* Problem details
Every line from the line containing "Compliance check: the spectator" to the end of the data must appear in the answer exactly as it appears there, and nothing else.

* Exercise input
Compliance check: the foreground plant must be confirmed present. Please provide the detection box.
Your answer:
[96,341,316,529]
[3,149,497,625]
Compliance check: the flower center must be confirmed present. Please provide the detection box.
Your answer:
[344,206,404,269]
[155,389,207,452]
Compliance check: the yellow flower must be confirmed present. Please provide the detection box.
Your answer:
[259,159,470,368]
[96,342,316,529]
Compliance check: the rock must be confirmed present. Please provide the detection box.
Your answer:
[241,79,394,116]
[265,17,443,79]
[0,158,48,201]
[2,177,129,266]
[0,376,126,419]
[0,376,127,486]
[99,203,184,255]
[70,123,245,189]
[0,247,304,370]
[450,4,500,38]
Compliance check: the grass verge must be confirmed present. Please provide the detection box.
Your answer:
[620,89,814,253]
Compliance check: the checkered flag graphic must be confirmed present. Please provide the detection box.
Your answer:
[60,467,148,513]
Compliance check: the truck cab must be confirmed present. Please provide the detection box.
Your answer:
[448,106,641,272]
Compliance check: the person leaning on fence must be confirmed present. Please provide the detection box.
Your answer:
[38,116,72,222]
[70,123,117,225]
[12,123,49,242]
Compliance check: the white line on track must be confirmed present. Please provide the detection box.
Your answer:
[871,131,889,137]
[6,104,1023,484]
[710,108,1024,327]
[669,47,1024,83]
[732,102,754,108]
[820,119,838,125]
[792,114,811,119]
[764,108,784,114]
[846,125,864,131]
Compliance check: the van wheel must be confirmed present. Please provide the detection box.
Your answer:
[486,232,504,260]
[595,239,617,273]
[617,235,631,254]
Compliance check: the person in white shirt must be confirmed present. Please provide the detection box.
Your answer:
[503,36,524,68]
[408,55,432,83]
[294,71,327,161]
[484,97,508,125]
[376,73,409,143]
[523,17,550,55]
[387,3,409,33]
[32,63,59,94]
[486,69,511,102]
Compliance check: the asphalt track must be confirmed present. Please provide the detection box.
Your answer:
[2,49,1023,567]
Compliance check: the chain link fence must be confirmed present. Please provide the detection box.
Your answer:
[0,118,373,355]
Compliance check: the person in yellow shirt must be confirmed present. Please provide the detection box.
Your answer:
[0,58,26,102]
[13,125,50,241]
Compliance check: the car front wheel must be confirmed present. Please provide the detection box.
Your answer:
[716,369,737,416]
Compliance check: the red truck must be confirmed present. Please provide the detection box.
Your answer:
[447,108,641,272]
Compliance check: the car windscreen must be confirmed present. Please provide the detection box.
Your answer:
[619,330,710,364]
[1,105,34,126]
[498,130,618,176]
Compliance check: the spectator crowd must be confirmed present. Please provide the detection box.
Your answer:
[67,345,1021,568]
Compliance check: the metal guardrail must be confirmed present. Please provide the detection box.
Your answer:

* Written answer
Compliance check: the spectator crowd must be confirmed present. Please provide the detection box.
Your answer:
[67,345,1021,568]
Compliance check: the metal guardrail must be confirmed present. Please provide the detection box.
Your answer:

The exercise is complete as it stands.